==== Selected text

# Vasily Kalinnikov - Symphony No. 2



## HansZimmer (11 mo ago)

How do you rate this piece?

Orchestra: Scottish National Orchestra 
Conductor: Neeme Järvi


----------



## Orfeo (Nov 14, 2013)

This attractively unpretentious, folksy yet catchy, engaging, quite urbane a la Glazunov of the work I would rate as very good to excellent. I cannot think of a single note that needs to be tinkered with.


----------



## haziz (Sep 15, 2017)

Excellent!

I like his first symphony a little more, but both are superb! It is a pity he died so young and so tragically.


----------



## SONNET CLV (May 31, 2014)

I likely listen to Tchaikovsky's First Symphony more often than any of his other,_ greater_, symphonies -- just because I like it a lot. The same for the two Kalinnikov symphonies. There are many more profound works, even limiting to those of "Russian composers", but the Kalinnikov's remain steady fare in my listening habits, just because I like them a lot. I, like haziz above, prefer the First to the Second, but not by that much more. I have several copies of each symphony in my collection, on both CD and vinyl, and each is a gem. The Kalinnikov symphonies are well worth knowing, and enjoying, so get to it those few of you out there who have yet to experience these fine pleasures.


----------



## Bulldog (Nov 21, 2013)

I'm not a fan of either Kalinnikov symphony, so it's "Not so" for me.


----------



## mbhaub (Dec 2, 2016)

I love both the Kalinnikov symphonies. They don't overstay their welcome, are tuneful, beautifully harmonized and gorgeously orchestrated. They are very positive, even cheerful works. Given the dire living conditions of the composer it's amazing that he turned out two symphonies that are not in the least troubled by darkness. I've had the great pleasure of playing 1st bassoon in each. Excellent music and a great way to introduce new listeners to classical music.


----------



## HansZimmer (11 mo ago)

haziz said:


> Excellent!
> 
> I like his first symphony a little more, but both are superb! It is a pity he died so young and so tragically.


He died when he was 35, like Mozart. Beethoven also suffered of health problems. Is there a curse on classical music composers?


----------



## haziz (Sep 15, 2017)

HansZimmer said:


> He died when he was 35, like Mozart. Beethoven also suffered of health problems. Is there a curse on classical music composers?



He died of tuberculosis and in poverty. A fairly melodramatic way to go, but sadly not uncommon in the 19th century. One always wonders what other great music he could have composed had he lived longer.


----------



## Rogerx (Apr 27, 2018)

For me als very good, I have the Kees Bakels disc ( my favourite ) and . Neeme Järvi


----------



## Animal the Drummer (Nov 14, 2015)

I voted Very Good. No.1 would get an Excellent from me but no.2 is worth anyone's while also.

========
==== Data

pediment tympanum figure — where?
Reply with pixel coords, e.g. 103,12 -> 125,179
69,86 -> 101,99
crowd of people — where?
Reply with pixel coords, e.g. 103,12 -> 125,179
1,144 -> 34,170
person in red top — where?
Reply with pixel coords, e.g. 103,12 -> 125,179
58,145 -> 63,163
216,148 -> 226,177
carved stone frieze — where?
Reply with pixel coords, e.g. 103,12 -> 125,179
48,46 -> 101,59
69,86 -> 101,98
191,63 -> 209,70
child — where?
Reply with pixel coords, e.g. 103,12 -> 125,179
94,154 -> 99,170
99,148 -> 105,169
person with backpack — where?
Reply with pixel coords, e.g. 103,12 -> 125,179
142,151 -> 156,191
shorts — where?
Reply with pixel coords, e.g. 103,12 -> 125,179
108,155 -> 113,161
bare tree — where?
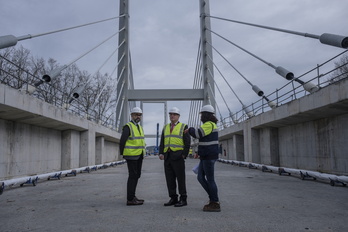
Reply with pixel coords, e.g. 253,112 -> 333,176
0,46 -> 116,126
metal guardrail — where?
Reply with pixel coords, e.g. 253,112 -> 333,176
0,55 -> 116,130
218,50 -> 348,130
0,50 -> 348,130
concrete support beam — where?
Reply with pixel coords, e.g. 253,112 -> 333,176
128,89 -> 204,101
95,137 -> 105,164
79,128 -> 96,167
61,130 -> 80,170
232,134 -> 245,161
260,128 -> 279,166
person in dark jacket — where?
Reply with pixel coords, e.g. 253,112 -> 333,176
186,105 -> 221,212
120,107 -> 145,205
159,107 -> 191,207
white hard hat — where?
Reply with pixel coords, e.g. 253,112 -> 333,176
131,107 -> 143,114
200,105 -> 215,114
169,107 -> 180,115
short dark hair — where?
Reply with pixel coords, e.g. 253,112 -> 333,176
201,112 -> 219,123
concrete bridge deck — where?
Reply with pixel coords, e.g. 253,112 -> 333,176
0,156 -> 348,232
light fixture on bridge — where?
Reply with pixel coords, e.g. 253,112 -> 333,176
319,33 -> 348,48
0,35 -> 18,49
24,65 -> 67,94
252,85 -> 264,97
230,112 -> 238,124
275,66 -> 294,81
263,96 -> 277,109
294,78 -> 319,93
243,105 -> 254,118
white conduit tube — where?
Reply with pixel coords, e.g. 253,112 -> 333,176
218,159 -> 348,186
0,160 -> 126,195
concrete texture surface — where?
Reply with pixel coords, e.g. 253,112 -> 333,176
0,156 -> 348,232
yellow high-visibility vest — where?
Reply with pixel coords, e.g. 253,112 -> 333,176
122,122 -> 145,156
164,122 -> 186,152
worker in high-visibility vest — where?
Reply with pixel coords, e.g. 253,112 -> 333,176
159,107 -> 191,207
120,107 -> 145,205
185,105 -> 221,212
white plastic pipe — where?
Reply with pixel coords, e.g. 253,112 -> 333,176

========

▶ **Problem statement**:
Rewrite the part of the Kalinnikov thread that opens with the words containing "For me als very" and closes with "anyone's while also.", substituting "recording" for "disc". Rely solely on the Kalinnikov thread when responding.

▶ **Exercise answer**:
For me als very good, I have the Kees Bakels recording ( my favourite ) and . Neeme Järvi


----------



## Animal the Drummer (Nov 14, 2015)

I voted Very Good. No.1 would get an Excellent from me but no.2 is worth anyone's while also.